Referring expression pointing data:
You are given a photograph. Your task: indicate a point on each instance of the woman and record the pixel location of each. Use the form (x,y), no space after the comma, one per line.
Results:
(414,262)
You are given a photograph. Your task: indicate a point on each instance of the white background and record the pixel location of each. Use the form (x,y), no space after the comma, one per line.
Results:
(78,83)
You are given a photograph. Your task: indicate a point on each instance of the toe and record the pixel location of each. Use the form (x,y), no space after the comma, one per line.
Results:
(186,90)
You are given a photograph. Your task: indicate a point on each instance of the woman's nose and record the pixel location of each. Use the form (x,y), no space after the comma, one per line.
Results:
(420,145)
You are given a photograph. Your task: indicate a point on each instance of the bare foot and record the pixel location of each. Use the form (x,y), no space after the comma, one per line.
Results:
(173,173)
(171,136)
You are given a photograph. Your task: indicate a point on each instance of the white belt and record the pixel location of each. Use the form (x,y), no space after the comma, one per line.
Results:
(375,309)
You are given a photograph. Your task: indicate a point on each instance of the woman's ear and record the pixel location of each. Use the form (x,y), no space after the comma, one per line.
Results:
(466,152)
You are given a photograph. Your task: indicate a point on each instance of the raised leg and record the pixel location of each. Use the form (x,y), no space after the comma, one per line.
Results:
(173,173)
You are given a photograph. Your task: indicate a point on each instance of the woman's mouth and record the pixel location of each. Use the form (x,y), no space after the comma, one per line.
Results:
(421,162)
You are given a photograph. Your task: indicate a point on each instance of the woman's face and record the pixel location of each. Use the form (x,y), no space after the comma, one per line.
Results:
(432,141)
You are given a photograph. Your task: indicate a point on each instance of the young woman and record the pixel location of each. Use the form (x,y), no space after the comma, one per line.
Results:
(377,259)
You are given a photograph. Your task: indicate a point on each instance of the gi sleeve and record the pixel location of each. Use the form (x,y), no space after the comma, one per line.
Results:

YOUR GOAL: Give again each line shown above, keeping every word as it is.

TASK ANSWER:
You are given a photograph. Your task: indicate a point on each instance of the woman and record the pixel location of each. Use the form (x,y), no space after the comma, one per line.
Results:
(414,262)
You are given a photograph. Your task: indicate a point on each instance of the white background and record the pixel location of each. Use the form (x,y), no space after the comma, one per line.
Results:
(78,83)
You are given a photograph. Your task: indicate a point on each instance of the toe and record the pixel location of each. Use the form (x,y), no space after the comma, one per line.
Results:
(186,90)
You are given a photograph. Your task: indicate a point on each instance of the woman's nose and record the pixel location of each. Use the form (x,y), no space after the comma, one per line.
Results:
(420,145)
You are given a photograph. Your task: indicate a point on each instance of the bare foot and record the pixel location of each. Use the form (x,y), no space after the comma, one per line.
Results:
(173,173)
(171,136)
You are given a photograph. Your task: indicate a point on each instance of the white belt and record the pixel location of each. Use the form (x,y), no space after the comma, one per line.
Results:
(375,309)
You are given a photograph. Your task: indicate a point on each instance of the woman's ear and record the pixel location of each. Use the form (x,y), no space after the comma, one per line.
Results:
(466,152)
You are given a photograph. Your task: indicate a point on each instance of the raised leg and record the pixel location of each. Use the form (x,y), no space after the comma, one per line.
Results:
(173,173)
You are given a photograph. Your task: indicate a point on each instance of the woman's mouth and record the pixel location of each. Use the form (x,y), no space after the comma, one per line.
Results:
(421,162)
You are given a photograph. Your task: indicate a point on each instance of the woman's face and record the pixel location of each. Use the form (x,y), no space after the comma, one per line.
Results:
(432,141)
You are given a photograph. Your task: indicate a point on each instance of the young woman and record the pixel location of each. Use the form (x,y), no space after the comma, one per line.
Results:
(377,259)
You are given a photograph. Your task: indicate a point on each instance of the gi sleeve and record the pixel location of each. Use the form (x,y), no space after the comma, one per line.
Results:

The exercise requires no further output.